• _Data provided_:
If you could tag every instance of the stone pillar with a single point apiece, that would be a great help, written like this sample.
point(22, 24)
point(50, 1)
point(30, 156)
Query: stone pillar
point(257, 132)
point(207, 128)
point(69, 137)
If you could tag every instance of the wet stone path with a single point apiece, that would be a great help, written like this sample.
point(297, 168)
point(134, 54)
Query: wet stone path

• _Activity_:
All entries are to be reproduced verbatim, with none omitted.

• _Solution below_:
If you could tag every instance of the stone pillar with a single point apiece, that would be a great help, written like this sample.
point(22, 24)
point(50, 1)
point(30, 156)
Query: stone pillar
point(257, 132)
point(207, 128)
point(69, 137)
If you could tag every instance of the wet stone path with a single point apiece, that would be a great help, written like this sample.
point(297, 168)
point(134, 54)
Query: wet stone path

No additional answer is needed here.